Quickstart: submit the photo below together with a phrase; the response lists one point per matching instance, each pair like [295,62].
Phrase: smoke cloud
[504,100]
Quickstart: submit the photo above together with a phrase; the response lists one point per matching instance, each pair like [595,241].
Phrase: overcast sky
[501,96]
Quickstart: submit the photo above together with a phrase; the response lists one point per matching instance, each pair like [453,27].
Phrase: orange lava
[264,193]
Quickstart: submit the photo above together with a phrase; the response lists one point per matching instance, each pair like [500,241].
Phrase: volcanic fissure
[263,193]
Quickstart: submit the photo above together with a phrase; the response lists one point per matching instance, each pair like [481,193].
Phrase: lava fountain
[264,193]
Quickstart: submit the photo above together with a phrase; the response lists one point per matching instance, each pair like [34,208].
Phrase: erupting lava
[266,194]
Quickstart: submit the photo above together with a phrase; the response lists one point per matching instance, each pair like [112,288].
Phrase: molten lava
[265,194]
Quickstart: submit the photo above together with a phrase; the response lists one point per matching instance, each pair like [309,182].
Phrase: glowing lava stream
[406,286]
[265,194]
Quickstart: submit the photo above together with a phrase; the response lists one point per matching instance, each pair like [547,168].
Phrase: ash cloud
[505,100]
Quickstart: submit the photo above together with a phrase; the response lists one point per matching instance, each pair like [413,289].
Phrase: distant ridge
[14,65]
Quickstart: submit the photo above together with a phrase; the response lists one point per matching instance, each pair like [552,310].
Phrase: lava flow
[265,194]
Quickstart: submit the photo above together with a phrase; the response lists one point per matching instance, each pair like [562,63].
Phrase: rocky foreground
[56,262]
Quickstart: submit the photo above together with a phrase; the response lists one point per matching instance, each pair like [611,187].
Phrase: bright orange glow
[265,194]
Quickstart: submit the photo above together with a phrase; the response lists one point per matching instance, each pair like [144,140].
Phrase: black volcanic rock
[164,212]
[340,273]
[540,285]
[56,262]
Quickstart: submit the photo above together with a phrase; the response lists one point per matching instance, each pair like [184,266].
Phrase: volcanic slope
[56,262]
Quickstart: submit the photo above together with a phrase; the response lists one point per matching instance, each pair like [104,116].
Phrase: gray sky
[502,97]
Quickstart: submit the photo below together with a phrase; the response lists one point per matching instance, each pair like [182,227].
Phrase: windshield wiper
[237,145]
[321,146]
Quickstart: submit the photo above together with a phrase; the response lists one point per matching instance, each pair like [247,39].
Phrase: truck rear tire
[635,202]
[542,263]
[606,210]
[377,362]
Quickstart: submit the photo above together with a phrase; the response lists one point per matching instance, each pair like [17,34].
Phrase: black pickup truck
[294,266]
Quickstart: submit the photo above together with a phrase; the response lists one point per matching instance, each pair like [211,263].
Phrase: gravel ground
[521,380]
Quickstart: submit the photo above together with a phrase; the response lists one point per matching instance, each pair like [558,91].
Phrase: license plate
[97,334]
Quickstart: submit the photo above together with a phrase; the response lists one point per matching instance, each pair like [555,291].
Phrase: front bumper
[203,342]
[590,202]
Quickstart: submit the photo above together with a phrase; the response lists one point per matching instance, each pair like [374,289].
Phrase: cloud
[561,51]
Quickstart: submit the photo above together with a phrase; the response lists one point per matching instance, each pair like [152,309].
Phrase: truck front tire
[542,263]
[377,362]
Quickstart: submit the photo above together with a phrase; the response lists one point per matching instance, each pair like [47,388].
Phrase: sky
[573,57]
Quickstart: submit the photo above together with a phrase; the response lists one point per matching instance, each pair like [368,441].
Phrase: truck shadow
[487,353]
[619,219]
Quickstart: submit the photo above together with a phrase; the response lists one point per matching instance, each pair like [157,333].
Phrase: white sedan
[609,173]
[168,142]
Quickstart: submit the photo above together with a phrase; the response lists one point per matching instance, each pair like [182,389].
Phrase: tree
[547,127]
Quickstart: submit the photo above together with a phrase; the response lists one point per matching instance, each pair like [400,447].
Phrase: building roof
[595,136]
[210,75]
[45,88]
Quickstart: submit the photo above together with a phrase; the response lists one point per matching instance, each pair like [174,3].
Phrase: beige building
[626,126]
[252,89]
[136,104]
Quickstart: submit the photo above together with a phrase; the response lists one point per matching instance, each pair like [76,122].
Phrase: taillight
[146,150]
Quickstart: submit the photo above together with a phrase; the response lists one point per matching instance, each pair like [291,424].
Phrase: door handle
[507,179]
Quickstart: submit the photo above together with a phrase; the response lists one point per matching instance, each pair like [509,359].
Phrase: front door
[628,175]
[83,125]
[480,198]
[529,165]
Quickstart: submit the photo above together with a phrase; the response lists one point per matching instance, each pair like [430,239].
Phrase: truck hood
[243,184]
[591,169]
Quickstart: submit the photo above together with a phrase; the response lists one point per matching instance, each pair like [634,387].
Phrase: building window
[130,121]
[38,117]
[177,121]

**Exercise description**
Taking the records above as input, show every line in which the word "below" is present.

**Response to this task**
Quickstart: submit the photo below together with a phrase; the response lists one point per matching instance, each pair like [295,62].
Quickstart: submit the photo below together with a phrase; the response lists one point per matching instance, each pair like [182,227].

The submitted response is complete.